_Provided records:_
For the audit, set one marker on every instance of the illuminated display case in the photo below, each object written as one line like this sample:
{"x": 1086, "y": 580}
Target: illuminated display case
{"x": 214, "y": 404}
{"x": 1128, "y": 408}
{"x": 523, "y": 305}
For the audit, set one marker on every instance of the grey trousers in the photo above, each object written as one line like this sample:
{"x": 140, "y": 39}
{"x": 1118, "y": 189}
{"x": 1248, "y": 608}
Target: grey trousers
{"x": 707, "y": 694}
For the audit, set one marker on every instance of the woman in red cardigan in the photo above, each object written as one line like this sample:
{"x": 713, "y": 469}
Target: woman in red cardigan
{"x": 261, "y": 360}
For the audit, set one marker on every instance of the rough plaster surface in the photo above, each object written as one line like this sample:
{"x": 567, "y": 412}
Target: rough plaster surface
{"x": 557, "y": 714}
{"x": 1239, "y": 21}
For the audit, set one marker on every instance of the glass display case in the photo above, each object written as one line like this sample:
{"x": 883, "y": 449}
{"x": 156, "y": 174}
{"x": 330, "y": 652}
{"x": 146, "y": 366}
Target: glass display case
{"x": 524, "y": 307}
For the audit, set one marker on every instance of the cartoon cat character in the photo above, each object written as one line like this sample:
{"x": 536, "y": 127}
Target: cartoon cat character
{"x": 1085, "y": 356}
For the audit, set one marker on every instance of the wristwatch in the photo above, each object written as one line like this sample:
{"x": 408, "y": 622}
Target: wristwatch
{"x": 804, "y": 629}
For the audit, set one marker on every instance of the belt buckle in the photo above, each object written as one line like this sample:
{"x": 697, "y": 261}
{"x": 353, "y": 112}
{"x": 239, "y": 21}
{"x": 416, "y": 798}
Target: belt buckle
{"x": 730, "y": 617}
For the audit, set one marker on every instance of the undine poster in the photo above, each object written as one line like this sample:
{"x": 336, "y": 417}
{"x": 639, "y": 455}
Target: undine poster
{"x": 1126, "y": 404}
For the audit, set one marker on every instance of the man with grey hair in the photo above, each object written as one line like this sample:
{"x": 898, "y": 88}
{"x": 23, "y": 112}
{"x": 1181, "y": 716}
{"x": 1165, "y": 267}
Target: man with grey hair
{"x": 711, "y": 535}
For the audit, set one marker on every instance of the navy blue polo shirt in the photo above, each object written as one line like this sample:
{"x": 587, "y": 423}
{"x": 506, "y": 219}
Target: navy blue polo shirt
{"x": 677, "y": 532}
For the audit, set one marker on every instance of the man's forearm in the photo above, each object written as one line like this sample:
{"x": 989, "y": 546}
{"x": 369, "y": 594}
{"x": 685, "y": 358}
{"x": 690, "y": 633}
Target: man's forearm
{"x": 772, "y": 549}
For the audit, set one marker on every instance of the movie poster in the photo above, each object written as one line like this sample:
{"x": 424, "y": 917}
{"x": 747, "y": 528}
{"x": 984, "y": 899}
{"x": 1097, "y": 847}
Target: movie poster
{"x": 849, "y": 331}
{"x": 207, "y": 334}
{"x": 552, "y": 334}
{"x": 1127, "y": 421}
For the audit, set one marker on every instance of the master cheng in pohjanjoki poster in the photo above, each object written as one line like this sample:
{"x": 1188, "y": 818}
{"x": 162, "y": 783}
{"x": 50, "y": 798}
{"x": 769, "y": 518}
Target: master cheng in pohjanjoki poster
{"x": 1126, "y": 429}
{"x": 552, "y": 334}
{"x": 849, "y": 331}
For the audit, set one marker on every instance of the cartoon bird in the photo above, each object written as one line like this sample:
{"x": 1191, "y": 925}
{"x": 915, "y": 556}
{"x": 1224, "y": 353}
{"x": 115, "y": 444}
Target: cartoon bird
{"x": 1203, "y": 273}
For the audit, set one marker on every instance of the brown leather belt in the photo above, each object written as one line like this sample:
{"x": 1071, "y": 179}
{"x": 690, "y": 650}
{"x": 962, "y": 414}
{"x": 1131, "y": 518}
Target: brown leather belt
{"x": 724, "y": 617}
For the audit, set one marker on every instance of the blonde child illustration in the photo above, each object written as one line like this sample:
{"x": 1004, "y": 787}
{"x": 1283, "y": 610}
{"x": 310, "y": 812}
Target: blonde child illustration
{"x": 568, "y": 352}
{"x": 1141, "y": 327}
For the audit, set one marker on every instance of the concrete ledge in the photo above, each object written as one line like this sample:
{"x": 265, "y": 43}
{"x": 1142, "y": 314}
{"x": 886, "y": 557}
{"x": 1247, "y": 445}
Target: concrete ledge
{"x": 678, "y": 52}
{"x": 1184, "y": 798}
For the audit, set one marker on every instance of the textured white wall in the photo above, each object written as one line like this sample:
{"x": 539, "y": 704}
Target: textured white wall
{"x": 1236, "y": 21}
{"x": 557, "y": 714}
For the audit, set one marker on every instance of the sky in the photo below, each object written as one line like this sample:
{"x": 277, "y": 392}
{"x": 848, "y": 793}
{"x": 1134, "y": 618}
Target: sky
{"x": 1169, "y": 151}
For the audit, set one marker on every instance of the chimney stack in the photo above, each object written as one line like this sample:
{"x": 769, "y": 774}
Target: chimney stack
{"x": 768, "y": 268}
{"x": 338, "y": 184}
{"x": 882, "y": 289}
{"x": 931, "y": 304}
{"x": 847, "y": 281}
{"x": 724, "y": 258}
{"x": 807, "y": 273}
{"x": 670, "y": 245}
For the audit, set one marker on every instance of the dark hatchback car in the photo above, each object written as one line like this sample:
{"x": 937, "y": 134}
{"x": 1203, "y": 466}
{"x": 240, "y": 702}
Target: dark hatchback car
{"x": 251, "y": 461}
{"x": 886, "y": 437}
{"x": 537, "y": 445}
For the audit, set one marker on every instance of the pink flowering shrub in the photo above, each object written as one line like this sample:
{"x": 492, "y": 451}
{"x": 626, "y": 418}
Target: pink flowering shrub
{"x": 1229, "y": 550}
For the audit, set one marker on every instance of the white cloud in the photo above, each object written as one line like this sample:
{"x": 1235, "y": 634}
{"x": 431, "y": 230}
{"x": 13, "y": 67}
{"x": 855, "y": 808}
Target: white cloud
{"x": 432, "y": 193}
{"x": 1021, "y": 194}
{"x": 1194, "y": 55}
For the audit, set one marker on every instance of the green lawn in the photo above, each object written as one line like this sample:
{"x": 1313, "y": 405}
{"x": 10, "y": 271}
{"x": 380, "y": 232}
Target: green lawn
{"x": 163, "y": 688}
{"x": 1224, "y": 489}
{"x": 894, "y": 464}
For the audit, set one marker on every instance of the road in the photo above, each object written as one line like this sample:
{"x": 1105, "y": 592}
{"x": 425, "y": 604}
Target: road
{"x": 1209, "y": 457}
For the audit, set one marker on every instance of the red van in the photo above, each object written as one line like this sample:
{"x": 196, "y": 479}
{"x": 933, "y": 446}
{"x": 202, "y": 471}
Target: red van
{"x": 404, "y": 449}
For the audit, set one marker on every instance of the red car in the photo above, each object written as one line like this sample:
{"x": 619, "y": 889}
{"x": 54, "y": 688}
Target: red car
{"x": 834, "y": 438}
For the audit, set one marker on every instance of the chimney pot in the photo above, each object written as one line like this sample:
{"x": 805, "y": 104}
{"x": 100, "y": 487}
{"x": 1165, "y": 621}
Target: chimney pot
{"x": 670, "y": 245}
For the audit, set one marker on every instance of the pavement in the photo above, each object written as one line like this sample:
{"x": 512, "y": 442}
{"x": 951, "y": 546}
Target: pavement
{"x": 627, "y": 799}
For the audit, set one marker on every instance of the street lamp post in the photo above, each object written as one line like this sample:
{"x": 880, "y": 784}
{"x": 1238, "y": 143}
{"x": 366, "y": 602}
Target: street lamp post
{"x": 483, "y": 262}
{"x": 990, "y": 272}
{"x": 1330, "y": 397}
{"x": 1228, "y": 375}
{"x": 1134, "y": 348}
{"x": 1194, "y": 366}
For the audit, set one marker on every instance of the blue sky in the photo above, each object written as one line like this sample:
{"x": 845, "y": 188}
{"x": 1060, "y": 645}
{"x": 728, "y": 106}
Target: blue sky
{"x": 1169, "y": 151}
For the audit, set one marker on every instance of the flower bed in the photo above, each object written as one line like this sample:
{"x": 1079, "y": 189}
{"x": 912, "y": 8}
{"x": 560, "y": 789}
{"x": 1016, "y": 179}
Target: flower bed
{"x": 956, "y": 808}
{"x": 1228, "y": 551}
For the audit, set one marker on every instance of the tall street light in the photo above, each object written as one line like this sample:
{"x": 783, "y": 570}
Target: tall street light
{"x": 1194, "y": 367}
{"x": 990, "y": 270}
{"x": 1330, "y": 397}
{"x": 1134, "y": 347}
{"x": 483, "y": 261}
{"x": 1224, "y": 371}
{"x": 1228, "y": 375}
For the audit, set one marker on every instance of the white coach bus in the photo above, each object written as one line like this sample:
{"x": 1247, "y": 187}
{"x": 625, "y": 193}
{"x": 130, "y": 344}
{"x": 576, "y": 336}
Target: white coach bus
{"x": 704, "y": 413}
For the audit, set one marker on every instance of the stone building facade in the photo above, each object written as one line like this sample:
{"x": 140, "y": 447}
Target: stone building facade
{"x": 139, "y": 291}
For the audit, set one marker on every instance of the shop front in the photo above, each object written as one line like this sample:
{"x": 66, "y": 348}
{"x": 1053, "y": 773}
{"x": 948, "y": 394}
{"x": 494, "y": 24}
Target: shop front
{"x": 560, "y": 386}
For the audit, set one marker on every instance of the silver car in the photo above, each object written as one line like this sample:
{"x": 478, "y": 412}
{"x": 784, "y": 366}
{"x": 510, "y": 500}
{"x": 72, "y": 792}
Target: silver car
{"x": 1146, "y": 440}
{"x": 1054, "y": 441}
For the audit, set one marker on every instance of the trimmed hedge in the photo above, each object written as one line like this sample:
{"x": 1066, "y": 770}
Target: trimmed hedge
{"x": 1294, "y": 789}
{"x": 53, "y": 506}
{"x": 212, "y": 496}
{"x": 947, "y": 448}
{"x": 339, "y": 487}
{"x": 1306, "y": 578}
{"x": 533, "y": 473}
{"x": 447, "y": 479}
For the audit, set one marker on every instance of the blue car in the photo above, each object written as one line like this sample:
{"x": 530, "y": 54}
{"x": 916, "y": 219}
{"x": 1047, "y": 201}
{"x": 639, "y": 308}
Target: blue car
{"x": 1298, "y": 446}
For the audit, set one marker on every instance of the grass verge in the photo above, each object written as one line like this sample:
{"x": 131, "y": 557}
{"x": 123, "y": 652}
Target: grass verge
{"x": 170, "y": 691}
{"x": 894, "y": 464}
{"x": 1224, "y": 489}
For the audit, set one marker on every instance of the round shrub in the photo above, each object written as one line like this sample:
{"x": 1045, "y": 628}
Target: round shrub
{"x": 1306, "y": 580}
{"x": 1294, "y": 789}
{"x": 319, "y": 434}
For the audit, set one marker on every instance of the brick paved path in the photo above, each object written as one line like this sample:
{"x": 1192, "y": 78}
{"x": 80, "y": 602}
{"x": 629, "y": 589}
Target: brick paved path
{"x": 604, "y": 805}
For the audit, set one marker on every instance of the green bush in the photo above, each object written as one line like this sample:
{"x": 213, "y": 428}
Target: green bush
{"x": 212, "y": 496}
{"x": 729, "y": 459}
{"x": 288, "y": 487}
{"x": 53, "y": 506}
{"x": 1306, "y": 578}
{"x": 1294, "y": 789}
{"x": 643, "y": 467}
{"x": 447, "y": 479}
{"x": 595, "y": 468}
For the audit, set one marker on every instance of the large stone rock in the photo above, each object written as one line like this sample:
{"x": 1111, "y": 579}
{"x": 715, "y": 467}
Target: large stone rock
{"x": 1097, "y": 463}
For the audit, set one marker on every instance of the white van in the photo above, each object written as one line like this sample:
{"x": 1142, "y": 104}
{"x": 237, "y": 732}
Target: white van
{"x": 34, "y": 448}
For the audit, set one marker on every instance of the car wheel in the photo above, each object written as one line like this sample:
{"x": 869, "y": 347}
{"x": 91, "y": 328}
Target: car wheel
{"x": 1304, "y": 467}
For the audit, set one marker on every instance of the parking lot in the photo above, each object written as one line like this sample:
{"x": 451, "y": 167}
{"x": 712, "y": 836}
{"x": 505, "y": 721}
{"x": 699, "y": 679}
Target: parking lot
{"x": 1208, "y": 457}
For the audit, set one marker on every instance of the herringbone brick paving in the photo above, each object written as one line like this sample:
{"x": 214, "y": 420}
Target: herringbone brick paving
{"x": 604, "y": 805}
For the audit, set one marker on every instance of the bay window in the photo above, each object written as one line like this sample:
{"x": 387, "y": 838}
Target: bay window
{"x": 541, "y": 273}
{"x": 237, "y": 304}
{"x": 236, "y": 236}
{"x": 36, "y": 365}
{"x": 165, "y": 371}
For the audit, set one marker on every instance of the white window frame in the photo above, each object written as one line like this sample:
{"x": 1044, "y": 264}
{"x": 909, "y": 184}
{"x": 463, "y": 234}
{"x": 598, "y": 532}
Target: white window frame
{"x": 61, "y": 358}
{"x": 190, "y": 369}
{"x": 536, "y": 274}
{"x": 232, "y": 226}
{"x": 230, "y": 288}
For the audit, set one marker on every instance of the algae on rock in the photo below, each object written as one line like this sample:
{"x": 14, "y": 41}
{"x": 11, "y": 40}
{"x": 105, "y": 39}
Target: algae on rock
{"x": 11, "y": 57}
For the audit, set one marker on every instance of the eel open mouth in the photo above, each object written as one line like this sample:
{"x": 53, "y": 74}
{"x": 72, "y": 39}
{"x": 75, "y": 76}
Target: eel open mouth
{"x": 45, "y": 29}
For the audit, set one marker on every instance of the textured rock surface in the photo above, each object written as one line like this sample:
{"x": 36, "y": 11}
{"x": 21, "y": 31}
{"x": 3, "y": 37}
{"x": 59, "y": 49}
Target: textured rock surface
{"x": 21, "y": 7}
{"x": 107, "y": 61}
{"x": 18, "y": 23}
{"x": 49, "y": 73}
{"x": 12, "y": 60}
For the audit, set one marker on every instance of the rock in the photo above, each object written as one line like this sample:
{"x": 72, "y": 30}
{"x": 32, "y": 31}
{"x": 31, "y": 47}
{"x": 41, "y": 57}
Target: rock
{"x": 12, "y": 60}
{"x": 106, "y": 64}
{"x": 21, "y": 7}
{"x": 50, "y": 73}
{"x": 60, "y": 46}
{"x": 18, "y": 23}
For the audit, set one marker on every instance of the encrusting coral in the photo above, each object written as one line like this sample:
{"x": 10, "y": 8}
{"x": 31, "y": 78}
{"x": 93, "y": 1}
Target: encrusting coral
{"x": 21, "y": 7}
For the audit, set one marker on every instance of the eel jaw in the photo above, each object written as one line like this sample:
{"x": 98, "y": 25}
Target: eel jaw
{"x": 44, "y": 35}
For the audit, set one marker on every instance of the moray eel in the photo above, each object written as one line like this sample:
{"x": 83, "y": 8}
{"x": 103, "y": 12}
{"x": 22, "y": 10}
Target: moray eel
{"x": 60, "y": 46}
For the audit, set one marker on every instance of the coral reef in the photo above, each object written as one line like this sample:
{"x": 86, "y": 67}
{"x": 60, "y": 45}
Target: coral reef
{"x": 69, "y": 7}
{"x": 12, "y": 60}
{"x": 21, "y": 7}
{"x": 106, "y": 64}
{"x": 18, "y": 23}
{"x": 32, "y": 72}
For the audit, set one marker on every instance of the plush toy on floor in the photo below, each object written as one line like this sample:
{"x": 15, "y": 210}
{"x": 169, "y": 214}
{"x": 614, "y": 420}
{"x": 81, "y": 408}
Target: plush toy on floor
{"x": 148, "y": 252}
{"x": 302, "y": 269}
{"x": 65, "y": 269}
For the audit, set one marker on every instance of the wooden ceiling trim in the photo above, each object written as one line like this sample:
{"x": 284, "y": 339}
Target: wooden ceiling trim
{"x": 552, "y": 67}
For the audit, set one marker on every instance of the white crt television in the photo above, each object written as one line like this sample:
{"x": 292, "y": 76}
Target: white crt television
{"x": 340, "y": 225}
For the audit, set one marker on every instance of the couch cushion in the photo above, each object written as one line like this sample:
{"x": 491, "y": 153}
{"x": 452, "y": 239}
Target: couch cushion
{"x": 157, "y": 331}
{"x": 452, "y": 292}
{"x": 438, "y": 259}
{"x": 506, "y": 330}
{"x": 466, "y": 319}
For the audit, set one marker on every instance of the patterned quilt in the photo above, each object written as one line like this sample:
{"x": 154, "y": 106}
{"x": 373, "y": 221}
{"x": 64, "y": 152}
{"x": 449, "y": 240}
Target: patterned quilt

_Challenge:_ The required output is the exact sequence of lines from the one containing "of the coral" through the end of the listing, both endpoints included.

_Solved problem:_
For the audit, set one marker on every instance of the coral reef in the photo above, each object written as one line like this sample:
{"x": 86, "y": 67}
{"x": 60, "y": 45}
Target: coral reef
{"x": 69, "y": 7}
{"x": 12, "y": 60}
{"x": 21, "y": 7}
{"x": 106, "y": 64}
{"x": 18, "y": 23}
{"x": 32, "y": 72}
For the audit, set one marker on every instance of the plush toy on floor in the photo below, each object written as one line like this sample:
{"x": 15, "y": 210}
{"x": 169, "y": 214}
{"x": 614, "y": 420}
{"x": 81, "y": 408}
Target: plush toy on floor
{"x": 148, "y": 252}
{"x": 302, "y": 269}
{"x": 65, "y": 269}
For the audit, set one marker on every instance of the wooden ceiling trim in the photo above, each object written as one line like this sample:
{"x": 284, "y": 339}
Target: wooden ceiling trim
{"x": 552, "y": 67}
For the audit, set one marker on every instance of the white crt television in the photo above, each object written as one line like this sample:
{"x": 292, "y": 76}
Target: white crt television
{"x": 340, "y": 225}
For the audit, set one marker on every instance of the couch cushion in the photo above, each object written as one line like this sample:
{"x": 491, "y": 153}
{"x": 452, "y": 239}
Target: couch cushion
{"x": 157, "y": 331}
{"x": 452, "y": 292}
{"x": 438, "y": 259}
{"x": 506, "y": 330}
{"x": 466, "y": 319}
For the audit, set one marker on every instance of the patterned quilt in the photo above, each object written as one line like this sample:
{"x": 154, "y": 106}
{"x": 373, "y": 221}
{"x": 64, "y": 152}
{"x": 449, "y": 240}
Target: patterned quilt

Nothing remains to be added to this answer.